:: Assignment ::
Look through the records below, and whenever a line contains "hand", copy it.

:: Record excerpts ::
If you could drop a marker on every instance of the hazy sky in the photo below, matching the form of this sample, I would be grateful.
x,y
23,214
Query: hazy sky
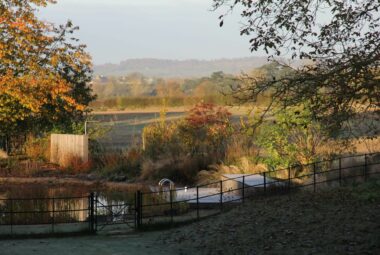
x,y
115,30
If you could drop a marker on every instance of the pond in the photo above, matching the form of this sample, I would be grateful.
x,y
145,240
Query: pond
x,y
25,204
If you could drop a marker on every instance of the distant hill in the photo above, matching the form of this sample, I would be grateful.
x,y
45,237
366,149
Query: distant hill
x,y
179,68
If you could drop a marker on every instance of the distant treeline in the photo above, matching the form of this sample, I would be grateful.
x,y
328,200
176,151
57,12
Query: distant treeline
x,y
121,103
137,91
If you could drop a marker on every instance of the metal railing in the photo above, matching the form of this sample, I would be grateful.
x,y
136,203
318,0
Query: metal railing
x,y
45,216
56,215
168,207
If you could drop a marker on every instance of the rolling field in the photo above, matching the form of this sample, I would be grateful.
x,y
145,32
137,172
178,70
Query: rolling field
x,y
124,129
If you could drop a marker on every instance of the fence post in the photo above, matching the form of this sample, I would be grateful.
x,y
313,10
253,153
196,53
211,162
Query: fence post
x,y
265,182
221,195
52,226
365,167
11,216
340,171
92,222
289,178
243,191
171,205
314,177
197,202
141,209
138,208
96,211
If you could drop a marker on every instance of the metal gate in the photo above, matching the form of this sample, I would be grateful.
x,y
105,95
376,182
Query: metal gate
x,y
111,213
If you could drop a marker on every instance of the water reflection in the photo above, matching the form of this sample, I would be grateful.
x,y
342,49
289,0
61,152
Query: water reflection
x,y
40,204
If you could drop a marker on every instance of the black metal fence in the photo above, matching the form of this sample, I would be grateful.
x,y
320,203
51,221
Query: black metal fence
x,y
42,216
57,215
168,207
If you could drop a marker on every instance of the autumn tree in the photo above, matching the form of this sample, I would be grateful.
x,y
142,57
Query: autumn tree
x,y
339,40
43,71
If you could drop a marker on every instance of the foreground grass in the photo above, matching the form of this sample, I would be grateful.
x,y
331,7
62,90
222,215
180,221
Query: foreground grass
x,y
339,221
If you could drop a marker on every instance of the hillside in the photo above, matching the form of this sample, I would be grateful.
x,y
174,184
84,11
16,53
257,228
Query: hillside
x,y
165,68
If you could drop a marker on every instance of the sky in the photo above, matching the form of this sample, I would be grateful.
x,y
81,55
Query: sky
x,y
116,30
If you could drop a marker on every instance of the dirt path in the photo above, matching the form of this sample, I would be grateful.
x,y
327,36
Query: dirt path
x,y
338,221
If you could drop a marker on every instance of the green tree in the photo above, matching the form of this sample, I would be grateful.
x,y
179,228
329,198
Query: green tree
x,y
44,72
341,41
...
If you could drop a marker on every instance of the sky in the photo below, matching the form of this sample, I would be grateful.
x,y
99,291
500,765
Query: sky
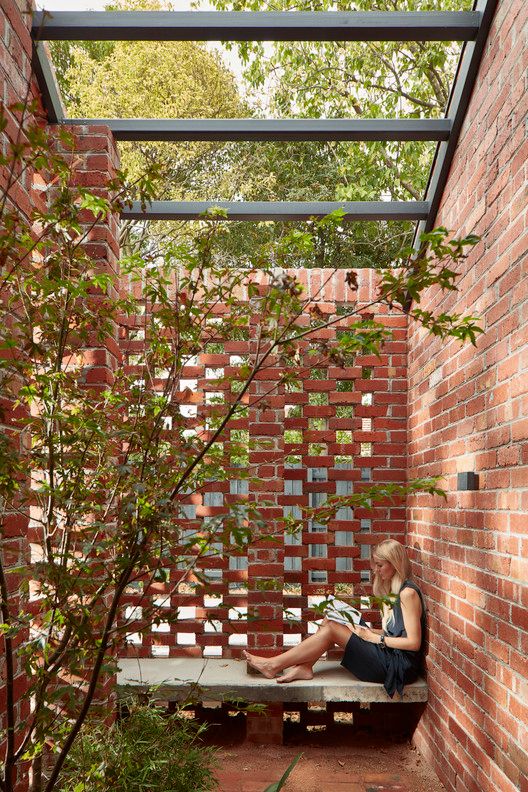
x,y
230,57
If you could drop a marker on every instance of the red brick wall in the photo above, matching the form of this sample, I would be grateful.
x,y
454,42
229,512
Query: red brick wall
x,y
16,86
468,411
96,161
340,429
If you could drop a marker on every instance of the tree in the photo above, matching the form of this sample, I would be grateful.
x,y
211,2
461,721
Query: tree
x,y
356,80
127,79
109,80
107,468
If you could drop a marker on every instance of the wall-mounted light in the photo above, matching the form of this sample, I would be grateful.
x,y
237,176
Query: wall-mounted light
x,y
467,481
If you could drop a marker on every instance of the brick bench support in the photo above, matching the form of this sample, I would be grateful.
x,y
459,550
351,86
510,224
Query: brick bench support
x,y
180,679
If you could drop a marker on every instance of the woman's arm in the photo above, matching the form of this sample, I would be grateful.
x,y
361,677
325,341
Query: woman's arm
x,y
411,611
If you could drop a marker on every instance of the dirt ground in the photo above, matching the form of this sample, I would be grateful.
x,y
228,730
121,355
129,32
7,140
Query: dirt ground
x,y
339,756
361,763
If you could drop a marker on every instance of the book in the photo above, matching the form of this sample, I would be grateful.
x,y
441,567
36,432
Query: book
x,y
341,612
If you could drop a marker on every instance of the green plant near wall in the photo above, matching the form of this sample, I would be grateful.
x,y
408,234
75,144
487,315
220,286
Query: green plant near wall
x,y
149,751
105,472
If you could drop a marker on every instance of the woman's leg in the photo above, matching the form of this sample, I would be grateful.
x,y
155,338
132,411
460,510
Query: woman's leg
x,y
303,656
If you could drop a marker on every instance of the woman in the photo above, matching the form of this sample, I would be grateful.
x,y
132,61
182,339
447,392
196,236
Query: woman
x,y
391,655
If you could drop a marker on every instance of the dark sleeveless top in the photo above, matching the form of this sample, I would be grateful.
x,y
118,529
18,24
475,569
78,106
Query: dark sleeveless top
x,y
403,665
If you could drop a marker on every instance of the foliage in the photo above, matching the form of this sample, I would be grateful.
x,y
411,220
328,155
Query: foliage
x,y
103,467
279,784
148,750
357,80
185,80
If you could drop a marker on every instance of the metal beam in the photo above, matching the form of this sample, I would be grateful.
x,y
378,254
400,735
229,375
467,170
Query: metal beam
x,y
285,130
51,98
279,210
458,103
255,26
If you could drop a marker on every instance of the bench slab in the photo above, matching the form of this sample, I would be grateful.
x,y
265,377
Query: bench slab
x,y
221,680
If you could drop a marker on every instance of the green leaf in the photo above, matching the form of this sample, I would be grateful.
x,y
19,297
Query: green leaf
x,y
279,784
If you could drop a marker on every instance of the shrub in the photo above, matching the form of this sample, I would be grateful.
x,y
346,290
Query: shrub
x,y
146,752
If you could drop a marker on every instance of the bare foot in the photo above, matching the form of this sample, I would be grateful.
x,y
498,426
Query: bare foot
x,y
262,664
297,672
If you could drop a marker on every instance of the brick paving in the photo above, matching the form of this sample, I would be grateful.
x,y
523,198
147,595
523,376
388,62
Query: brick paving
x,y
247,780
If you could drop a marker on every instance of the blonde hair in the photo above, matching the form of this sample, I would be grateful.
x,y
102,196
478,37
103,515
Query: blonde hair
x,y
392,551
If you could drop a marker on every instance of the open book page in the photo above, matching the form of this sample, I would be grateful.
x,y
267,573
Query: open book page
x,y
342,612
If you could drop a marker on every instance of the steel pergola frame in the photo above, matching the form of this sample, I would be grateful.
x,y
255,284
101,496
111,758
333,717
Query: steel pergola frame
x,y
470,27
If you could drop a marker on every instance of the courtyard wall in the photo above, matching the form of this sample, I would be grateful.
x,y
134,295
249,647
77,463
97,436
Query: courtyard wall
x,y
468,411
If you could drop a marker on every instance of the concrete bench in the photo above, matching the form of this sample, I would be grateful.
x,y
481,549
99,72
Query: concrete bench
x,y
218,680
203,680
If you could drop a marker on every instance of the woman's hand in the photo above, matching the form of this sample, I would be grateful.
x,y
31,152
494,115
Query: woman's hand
---
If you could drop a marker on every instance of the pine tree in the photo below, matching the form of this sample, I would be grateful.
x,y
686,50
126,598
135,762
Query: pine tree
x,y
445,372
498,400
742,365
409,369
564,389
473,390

:: Answer area ::
If you could drop a marker on every instance of the woman's hand in the photo above, matching the form of this sample, I would be grateful.
Query: woman's hand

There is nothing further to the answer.